Excerpted text >>

####

There's no question that this is important, but it needs more support to complete the LaTeX implementation; @u-fischer has been doing some great work with https://ctan.org/pkg/tagpdf.

jgm commented 5 years ago

Relevant pandoc-discuss thread

frastlin commented 5 years ago

Just received this information from another Pandoc user on accessibility-meta.sty:

Revisiting producing structured PDF from LaTeX (2015) -- provides some useful tips on creating hopefully accessible PDFs with accessibility-meta.sty. There is a link to Github but it no longer works. i will provide one below the following link which is from Stack Exchange. If you are using Firefox you can cut out all of the clutter by pressing either F9 or Control+Alt+R depending on whether you are on Windows or Linux. If you are on a Mac I seem to remember the command being Command + Shift + R. I suspect you already know this though. :) https://tex.stackexchange.com/questions/124291/revisiting-producing-structured-pdfs-from-latex

Andy Clifton's Github repo for accessibility-meta.sty is: https://github.com/AndyClifton/AccessibleMetaClass

He calls this meta-class now so things may have changed somewhat. I should warn you that the most recent commit appears to be from 2 years ago. I should also say that I have not tried this myself recently.

jgm commented 5 years ago

I've tried using accessibility-meta.sty but without any success.

u-fischer commented 5 years ago

@frastlin accessibility-meta doesn't work with luatex (and as with pdflatex you need to manually set all page breaks that is quite a problem). Also it isn't really extensible, e.g. to specific journal classes.

frastlin commented 5 years ago

Good to know. So it is looking like tagpdf is the best option for now. I would be more than happy to beta test the UX of tagged PDFs from Pandoc using tagpdf from a screen reader's perspective. I know almost nothing about LaTeX, so any testing I'll do will be from Markdown or HTML.

u-fischer commented 5 years ago

@frastlin I would be grateful if you could check the documentation (http://mirrors.ctan.org/macros/latex/contrib/tagpdf/tagpdf.pdf) and give some feedback. (I know that it has issues - but do find it difficult to judge how serious they are).

frastlin commented 5 years ago

I opened it and here are my comments:

  1. when I opened it, the first message I got was: "Cannot extract the embedded font 'OZCXQN+LMSans10-Bold'. Some characters may not display or print correctly."
  2. Acrobat does not ask me how to read the document, so first check passed.
  3. Love the headings!

####

What you will do >>
From the thread on tagged PDFs from LaTeX, transcribe word for word the part that opens with the words containing "I've tried using" and closes with "Markdown or HTML.".

####

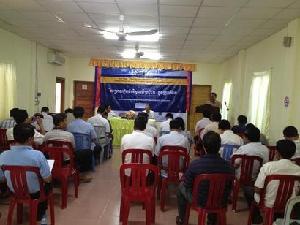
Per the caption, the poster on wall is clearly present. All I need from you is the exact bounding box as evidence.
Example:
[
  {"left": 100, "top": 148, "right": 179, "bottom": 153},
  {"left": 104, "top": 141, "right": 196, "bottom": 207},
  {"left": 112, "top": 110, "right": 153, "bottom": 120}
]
[{"left": 96, "top": 67, "right": 191, "bottom": 119}]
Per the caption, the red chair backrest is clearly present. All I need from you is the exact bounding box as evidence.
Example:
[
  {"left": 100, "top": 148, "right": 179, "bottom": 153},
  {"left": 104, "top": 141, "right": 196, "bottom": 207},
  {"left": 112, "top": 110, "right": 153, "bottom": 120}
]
[
  {"left": 120, "top": 163, "right": 159, "bottom": 193},
  {"left": 0, "top": 129, "right": 9, "bottom": 151},
  {"left": 192, "top": 173, "right": 234, "bottom": 210},
  {"left": 1, "top": 166, "right": 45, "bottom": 199},
  {"left": 231, "top": 154, "right": 263, "bottom": 186},
  {"left": 259, "top": 175, "right": 300, "bottom": 212},
  {"left": 158, "top": 146, "right": 190, "bottom": 182},
  {"left": 122, "top": 148, "right": 152, "bottom": 164},
  {"left": 267, "top": 145, "right": 276, "bottom": 161}
]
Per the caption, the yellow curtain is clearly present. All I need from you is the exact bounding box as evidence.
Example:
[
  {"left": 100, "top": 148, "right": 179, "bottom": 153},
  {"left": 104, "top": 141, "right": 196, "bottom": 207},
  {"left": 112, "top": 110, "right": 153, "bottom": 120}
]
[
  {"left": 0, "top": 63, "right": 16, "bottom": 119},
  {"left": 89, "top": 58, "right": 196, "bottom": 72}
]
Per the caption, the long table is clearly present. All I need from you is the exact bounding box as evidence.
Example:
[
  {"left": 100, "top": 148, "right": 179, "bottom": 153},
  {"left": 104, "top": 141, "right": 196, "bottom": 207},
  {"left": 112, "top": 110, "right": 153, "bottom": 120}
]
[{"left": 109, "top": 117, "right": 134, "bottom": 146}]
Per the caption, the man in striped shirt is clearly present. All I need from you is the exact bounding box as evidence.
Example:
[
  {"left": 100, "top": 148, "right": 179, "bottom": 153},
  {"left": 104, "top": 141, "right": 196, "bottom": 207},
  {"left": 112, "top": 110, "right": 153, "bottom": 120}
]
[{"left": 0, "top": 108, "right": 19, "bottom": 129}]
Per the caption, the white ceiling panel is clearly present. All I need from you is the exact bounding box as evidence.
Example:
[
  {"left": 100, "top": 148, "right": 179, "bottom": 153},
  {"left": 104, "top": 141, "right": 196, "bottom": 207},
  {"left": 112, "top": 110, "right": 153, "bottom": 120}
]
[
  {"left": 247, "top": 0, "right": 295, "bottom": 8},
  {"left": 78, "top": 2, "right": 120, "bottom": 15},
  {"left": 160, "top": 5, "right": 197, "bottom": 17}
]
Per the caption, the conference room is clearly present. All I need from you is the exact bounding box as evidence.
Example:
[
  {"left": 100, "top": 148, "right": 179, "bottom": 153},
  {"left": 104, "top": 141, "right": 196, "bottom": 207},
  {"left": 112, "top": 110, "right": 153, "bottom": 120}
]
[{"left": 0, "top": 0, "right": 300, "bottom": 225}]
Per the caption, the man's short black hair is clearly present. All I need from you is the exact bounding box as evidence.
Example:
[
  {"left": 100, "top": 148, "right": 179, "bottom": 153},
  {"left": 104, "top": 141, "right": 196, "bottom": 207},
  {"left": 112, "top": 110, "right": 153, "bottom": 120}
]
[
  {"left": 97, "top": 105, "right": 106, "bottom": 114},
  {"left": 41, "top": 106, "right": 49, "bottom": 113},
  {"left": 202, "top": 109, "right": 211, "bottom": 118},
  {"left": 203, "top": 131, "right": 221, "bottom": 154},
  {"left": 219, "top": 120, "right": 230, "bottom": 130},
  {"left": 73, "top": 106, "right": 84, "bottom": 118},
  {"left": 282, "top": 126, "right": 299, "bottom": 138},
  {"left": 65, "top": 108, "right": 73, "bottom": 113},
  {"left": 210, "top": 112, "right": 222, "bottom": 122},
  {"left": 170, "top": 120, "right": 180, "bottom": 130},
  {"left": 244, "top": 124, "right": 260, "bottom": 142},
  {"left": 53, "top": 113, "right": 67, "bottom": 126},
  {"left": 211, "top": 92, "right": 218, "bottom": 98},
  {"left": 13, "top": 123, "right": 34, "bottom": 144},
  {"left": 166, "top": 113, "right": 173, "bottom": 119},
  {"left": 175, "top": 117, "right": 185, "bottom": 130},
  {"left": 276, "top": 140, "right": 296, "bottom": 159},
  {"left": 238, "top": 115, "right": 247, "bottom": 125},
  {"left": 134, "top": 116, "right": 147, "bottom": 131},
  {"left": 14, "top": 109, "right": 28, "bottom": 124},
  {"left": 9, "top": 108, "right": 19, "bottom": 118}
]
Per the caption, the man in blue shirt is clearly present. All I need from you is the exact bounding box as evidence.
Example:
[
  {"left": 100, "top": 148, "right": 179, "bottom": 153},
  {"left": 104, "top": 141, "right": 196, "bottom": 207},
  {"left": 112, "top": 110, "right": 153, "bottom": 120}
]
[
  {"left": 0, "top": 123, "right": 51, "bottom": 224},
  {"left": 176, "top": 131, "right": 234, "bottom": 225},
  {"left": 67, "top": 106, "right": 101, "bottom": 172}
]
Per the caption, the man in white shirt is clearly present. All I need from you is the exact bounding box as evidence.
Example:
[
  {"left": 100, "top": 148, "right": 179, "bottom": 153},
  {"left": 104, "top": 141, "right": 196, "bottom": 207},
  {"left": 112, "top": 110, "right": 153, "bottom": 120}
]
[
  {"left": 121, "top": 116, "right": 154, "bottom": 163},
  {"left": 143, "top": 104, "right": 154, "bottom": 119},
  {"left": 159, "top": 113, "right": 173, "bottom": 136},
  {"left": 195, "top": 110, "right": 211, "bottom": 136},
  {"left": 6, "top": 109, "right": 45, "bottom": 145},
  {"left": 41, "top": 107, "right": 53, "bottom": 132},
  {"left": 219, "top": 120, "right": 244, "bottom": 146},
  {"left": 201, "top": 112, "right": 222, "bottom": 139},
  {"left": 44, "top": 113, "right": 75, "bottom": 149},
  {"left": 0, "top": 108, "right": 19, "bottom": 129},
  {"left": 254, "top": 140, "right": 300, "bottom": 222},
  {"left": 154, "top": 120, "right": 190, "bottom": 156},
  {"left": 283, "top": 126, "right": 300, "bottom": 159}
]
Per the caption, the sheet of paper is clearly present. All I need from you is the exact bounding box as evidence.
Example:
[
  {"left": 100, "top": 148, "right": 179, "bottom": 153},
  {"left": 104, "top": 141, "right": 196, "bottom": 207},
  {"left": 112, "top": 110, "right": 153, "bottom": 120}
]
[{"left": 47, "top": 159, "right": 54, "bottom": 172}]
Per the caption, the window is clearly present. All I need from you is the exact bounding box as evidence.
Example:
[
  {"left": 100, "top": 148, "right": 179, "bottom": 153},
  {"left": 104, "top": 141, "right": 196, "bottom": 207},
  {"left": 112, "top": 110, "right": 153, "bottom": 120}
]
[
  {"left": 249, "top": 71, "right": 271, "bottom": 134},
  {"left": 0, "top": 63, "right": 16, "bottom": 119},
  {"left": 55, "top": 77, "right": 65, "bottom": 113},
  {"left": 221, "top": 83, "right": 232, "bottom": 120}
]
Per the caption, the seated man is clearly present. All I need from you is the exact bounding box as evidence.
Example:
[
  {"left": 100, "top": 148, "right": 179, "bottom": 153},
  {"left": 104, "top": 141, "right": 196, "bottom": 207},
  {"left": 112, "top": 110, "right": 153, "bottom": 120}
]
[
  {"left": 219, "top": 120, "right": 243, "bottom": 145},
  {"left": 6, "top": 109, "right": 45, "bottom": 145},
  {"left": 176, "top": 131, "right": 234, "bottom": 225},
  {"left": 159, "top": 113, "right": 173, "bottom": 134},
  {"left": 121, "top": 116, "right": 154, "bottom": 163},
  {"left": 0, "top": 123, "right": 51, "bottom": 224},
  {"left": 195, "top": 110, "right": 211, "bottom": 136},
  {"left": 44, "top": 113, "right": 75, "bottom": 149},
  {"left": 252, "top": 140, "right": 300, "bottom": 223},
  {"left": 0, "top": 108, "right": 19, "bottom": 129},
  {"left": 283, "top": 126, "right": 300, "bottom": 158},
  {"left": 67, "top": 106, "right": 101, "bottom": 172},
  {"left": 200, "top": 112, "right": 222, "bottom": 139},
  {"left": 232, "top": 115, "right": 247, "bottom": 134},
  {"left": 41, "top": 107, "right": 53, "bottom": 132},
  {"left": 155, "top": 120, "right": 190, "bottom": 160}
]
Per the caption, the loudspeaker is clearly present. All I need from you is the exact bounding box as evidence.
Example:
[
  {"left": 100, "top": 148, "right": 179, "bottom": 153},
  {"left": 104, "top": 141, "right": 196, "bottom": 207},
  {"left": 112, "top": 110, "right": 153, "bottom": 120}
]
[{"left": 283, "top": 36, "right": 292, "bottom": 48}]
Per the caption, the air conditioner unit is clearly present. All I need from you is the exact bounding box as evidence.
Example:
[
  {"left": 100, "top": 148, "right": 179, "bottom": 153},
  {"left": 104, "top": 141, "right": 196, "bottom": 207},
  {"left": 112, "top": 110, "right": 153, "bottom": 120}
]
[{"left": 48, "top": 52, "right": 65, "bottom": 66}]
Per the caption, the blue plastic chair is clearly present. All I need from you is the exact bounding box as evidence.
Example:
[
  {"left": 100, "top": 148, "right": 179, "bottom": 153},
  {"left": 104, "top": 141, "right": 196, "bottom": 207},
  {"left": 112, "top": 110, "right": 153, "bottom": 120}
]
[{"left": 221, "top": 145, "right": 240, "bottom": 161}]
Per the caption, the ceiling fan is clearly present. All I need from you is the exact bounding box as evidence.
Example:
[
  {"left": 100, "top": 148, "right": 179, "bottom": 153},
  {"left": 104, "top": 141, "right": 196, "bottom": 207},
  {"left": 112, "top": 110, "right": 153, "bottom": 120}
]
[{"left": 84, "top": 15, "right": 158, "bottom": 41}]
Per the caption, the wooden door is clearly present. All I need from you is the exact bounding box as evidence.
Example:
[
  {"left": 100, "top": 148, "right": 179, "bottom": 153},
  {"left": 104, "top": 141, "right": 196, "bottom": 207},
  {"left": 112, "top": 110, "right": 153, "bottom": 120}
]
[
  {"left": 188, "top": 85, "right": 211, "bottom": 135},
  {"left": 73, "top": 81, "right": 94, "bottom": 118}
]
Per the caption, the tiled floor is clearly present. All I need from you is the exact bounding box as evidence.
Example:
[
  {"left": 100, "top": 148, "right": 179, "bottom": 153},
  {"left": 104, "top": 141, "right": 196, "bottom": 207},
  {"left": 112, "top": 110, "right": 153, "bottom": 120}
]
[{"left": 0, "top": 154, "right": 248, "bottom": 225}]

####

The solution >>
I've tried using accessibility-meta.sty but without any success.

u-fischer commented 5 years ago

@frastlin accessibility-meta doesn't work with luatex (and as with pdflatex you need to manually set all page breaks that is quite a problem). Also it isn't really extensible, e.g. to specific journal classes.

frastlin commented 5 years ago

Good to know. So it is looking like tagpdf is the best option for now. I would be more than happy to beta test the UX of tagged PDFs from Pandoc using tagpdf from a screen reader's perspective. I know almost nothing about LaTeX, so any testing I'll do will be from Markdown or HTML.